■ **Task description**
Rewrite the passage of the post on Saddam Hussein's execution starting at "Mr. Hussein’s eyes" and ending at "he was given.", putting "hangmen" wherever "executioners" appears.

■ **Selection**
####
Sunday, December 31, 2006

Saddam, Farewell, Auf Wiedersehen, Goodbye...

He's gone. (See it on video below.) Not a moment to soon, and a good many too late.

Although I'm somewhere in the middle on the death penalty in most cases, and I can't deny feeling the whole build up in the media was a bit macabre, this one was a pretty clear-cut. There will probably be an upswing in violence, but my guess is it will be temporary.

Of course the multi-sourced insurgents won't simply go away now that Hussein is gone, but it's hard not to think that fewer of ours might have perished had they shot him in the spider hole and been done with it.

A bone to pick: Hey, Drudge, do you really think your headline, "Hussein Video Grips Iraq; Attacks Go On..." matches the following story's content? (quoted in full from the NY Times only to show how misleading Drudge's headline is):

December 31, 2006

On the Gallows, Curses for U.S. and ‘Traitors’
By MARC SANTORA

BAGHDAD, Dec. 30 — Saddam Hussein never bowed his head, until his neck snapped. His last words were equally defiant.

“Down with the traitors, the Americans, the spies and the Persians.”

The final hour of Iraq’s former ruler began about 5 a.m., when American troops escorted him from Camp Cropper, near the Baghdad airport, to Camp Justice, another American base at the heart of the city.

There, he was handed over to a newly trained unit of the Iraqi National Police, with whom he would later exchange curses. Iraq took full custody of Mr. Hussein at 5:30 a.m.

Two American helicopters flew 14 witnesses from the Green Zone to the execution site — a former headquarters of the Istikhbarat, the deposed government’s much feared military intelligence outfit, now inside the American base.

Mr. Hussein was escorted into the room where the gallows, with its red railing, stood, greeted at the door by three masked executioners known as ashmawi. Several of the witnesses present — including Munkith al-Faroun, the deputy prosecutor for the court; Munir Haddad, the deputy chief judge for the Iraqi High Tribunal; and Sami al-Askari, a member of Parliament — described in detail how the execution unfolded and independently recounted what was said.

To protect himself from the bitter cold before dawn during the short trip, Mr. Hussein wore a 1940s-style wool cap, a scarf and a long black coat over a white collared shirt.

His executioners wore black ski masks, but Mr. Hussein could still see their deep brown skin and hear their dialects, distinct to the Shiite southern part of the country, where he had so brutally repressed two separate uprisings.

The small room had a foul odor. It was cold, had bad lighting and a sad, melancholic atmosphere. With the witnesses and 11 other people — including guards and the video crew — it was cramped.

Mr. Hussein’s eyes darted about, trying to take in just who was going to put an end to him. The executioners took his hat and his scarf.

Mr. Hussein, whose hands were bound in front of him, was taken to the judge’s room next door. He followed each order he was given.

He sat down and the verdict, finding him guilty of crimes against humanity, was read aloud. “Long live the nation!” Mr. Hussein shouted. “Long live the people! Long live the Palestinians!”

He continued shouting until the verdict was read in full, and then he composed himself again.
####
■ **Record excerpts**
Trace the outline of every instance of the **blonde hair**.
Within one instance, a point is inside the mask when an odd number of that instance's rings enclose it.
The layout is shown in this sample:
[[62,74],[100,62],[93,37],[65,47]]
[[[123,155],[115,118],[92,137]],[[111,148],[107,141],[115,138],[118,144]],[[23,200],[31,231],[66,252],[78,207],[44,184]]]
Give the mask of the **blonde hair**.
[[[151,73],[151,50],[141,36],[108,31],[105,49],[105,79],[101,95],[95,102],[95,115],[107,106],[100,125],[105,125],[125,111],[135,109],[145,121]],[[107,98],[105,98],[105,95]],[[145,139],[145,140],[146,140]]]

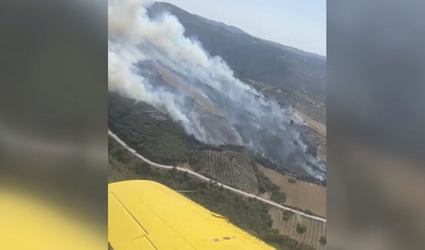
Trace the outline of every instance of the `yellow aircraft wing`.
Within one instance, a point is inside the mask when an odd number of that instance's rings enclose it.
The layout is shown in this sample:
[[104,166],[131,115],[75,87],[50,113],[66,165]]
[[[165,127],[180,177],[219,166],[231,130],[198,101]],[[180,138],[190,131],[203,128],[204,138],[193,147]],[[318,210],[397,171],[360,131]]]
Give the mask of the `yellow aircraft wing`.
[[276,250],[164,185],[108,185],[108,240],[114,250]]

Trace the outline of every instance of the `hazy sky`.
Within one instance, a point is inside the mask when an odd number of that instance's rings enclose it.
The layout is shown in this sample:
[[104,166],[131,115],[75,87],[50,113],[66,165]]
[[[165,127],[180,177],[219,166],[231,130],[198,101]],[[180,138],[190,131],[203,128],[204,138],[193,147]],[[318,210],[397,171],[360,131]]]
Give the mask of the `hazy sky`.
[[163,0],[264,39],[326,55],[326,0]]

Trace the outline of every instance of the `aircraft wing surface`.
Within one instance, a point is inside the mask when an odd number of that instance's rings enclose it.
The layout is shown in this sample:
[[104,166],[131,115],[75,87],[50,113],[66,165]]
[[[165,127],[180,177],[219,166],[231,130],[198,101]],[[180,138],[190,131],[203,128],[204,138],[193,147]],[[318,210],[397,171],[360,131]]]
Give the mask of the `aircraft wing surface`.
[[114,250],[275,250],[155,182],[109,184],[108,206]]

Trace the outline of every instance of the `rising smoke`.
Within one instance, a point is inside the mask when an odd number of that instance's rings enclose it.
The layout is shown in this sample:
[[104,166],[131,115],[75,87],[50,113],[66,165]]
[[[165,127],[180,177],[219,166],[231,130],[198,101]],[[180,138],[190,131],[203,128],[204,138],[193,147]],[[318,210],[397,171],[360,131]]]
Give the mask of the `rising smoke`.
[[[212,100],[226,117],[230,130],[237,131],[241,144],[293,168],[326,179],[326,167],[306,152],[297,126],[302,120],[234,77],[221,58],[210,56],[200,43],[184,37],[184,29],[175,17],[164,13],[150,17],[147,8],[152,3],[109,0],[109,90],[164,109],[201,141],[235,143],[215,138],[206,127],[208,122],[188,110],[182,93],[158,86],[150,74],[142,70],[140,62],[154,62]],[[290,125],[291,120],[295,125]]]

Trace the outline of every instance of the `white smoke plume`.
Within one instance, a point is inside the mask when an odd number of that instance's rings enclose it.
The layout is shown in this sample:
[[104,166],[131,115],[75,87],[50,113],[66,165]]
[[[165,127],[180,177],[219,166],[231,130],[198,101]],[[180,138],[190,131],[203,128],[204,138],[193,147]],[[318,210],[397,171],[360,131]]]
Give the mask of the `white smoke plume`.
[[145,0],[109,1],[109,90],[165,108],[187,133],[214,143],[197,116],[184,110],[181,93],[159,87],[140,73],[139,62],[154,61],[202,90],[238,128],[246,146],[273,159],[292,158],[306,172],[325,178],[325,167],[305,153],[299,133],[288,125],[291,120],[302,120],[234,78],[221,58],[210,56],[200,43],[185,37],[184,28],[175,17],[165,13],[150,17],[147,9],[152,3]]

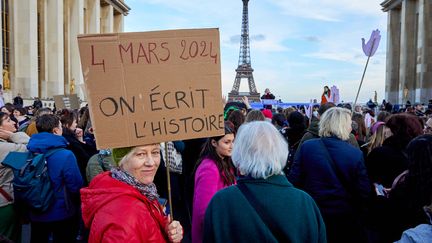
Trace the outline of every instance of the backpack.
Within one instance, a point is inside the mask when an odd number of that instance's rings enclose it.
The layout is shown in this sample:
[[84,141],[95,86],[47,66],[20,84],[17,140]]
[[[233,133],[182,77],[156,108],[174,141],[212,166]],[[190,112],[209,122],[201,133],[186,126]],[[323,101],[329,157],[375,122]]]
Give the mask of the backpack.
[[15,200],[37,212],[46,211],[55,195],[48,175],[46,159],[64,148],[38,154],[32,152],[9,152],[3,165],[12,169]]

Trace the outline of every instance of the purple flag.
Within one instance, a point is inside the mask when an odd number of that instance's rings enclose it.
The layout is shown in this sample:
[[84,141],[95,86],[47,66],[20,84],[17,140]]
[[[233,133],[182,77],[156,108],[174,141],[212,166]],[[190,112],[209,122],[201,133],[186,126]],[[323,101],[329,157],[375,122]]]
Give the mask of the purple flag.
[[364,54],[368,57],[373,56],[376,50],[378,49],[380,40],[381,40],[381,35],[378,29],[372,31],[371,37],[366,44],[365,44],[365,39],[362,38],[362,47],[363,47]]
####
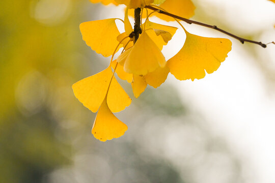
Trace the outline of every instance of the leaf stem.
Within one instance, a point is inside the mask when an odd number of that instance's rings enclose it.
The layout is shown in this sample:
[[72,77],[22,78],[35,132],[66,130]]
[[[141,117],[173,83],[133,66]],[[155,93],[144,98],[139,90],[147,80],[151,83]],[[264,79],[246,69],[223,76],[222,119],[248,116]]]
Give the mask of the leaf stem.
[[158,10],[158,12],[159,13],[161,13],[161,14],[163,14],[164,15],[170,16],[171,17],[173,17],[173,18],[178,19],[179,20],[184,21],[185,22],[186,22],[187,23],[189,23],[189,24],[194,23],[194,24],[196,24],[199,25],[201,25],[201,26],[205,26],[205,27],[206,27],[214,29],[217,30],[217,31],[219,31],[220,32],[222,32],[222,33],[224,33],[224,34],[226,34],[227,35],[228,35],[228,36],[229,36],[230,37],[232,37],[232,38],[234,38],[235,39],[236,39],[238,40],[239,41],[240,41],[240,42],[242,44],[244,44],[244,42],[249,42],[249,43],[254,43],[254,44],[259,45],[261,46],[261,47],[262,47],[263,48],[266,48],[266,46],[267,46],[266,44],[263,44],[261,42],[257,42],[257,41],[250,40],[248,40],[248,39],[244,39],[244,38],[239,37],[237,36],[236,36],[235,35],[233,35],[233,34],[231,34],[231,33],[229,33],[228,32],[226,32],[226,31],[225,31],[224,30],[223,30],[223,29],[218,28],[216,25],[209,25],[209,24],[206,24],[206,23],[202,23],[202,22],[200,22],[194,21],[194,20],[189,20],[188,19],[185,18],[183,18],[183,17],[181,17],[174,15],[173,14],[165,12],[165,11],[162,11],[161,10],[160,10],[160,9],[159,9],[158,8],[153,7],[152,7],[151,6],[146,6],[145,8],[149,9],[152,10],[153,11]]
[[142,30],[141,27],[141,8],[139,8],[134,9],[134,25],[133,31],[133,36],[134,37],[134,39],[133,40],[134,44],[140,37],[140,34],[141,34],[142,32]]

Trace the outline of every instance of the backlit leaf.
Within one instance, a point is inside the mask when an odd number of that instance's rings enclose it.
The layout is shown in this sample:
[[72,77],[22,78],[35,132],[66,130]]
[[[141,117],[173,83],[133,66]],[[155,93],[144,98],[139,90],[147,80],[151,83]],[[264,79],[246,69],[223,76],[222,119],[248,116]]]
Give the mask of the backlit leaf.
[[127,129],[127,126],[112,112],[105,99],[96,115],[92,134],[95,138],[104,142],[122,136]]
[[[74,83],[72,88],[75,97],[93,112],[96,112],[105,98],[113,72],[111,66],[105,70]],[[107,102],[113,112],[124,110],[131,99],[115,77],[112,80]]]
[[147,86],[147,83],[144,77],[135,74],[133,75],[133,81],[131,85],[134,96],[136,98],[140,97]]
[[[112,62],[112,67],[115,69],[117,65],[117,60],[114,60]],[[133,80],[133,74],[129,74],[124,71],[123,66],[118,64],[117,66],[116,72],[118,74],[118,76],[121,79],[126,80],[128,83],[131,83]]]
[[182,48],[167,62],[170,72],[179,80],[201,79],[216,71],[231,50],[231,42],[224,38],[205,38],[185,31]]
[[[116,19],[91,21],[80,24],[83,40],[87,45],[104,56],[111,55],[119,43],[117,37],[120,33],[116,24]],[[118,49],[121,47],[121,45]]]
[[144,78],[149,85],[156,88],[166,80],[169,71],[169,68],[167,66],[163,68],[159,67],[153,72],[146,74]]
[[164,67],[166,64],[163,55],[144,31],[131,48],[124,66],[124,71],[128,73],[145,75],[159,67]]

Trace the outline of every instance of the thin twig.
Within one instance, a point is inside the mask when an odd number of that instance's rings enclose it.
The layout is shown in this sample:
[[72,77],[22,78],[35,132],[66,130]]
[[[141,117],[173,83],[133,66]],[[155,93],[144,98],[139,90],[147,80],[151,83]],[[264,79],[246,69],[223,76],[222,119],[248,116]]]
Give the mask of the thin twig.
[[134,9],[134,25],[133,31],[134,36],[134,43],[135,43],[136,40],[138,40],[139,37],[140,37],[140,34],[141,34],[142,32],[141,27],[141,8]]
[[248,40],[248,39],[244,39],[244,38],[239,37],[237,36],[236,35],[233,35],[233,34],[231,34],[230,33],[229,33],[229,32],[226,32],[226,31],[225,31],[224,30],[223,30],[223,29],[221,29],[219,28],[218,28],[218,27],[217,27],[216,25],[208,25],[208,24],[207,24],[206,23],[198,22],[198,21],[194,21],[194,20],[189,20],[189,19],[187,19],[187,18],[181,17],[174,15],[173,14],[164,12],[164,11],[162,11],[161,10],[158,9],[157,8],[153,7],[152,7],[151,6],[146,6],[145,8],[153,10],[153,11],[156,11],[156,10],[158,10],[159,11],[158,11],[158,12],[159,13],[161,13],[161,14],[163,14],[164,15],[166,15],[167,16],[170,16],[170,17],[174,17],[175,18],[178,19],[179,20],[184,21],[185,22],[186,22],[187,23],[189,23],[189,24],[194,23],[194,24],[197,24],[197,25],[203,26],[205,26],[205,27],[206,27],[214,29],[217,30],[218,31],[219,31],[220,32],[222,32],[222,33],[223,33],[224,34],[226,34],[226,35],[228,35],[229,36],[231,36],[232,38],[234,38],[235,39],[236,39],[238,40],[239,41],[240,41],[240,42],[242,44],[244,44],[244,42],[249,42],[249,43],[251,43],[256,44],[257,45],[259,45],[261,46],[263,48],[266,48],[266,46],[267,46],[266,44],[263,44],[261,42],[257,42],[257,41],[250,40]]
####
■ **Solution for this task**
Mr. Hussein’s eyes darted about, trying to take in just who was going to put an end to him. The hangmen took his hat and his scarf.

Mr. Hussein, whose hands were bound in front of him, was taken to the judge’s room next door. He followed each order he was given.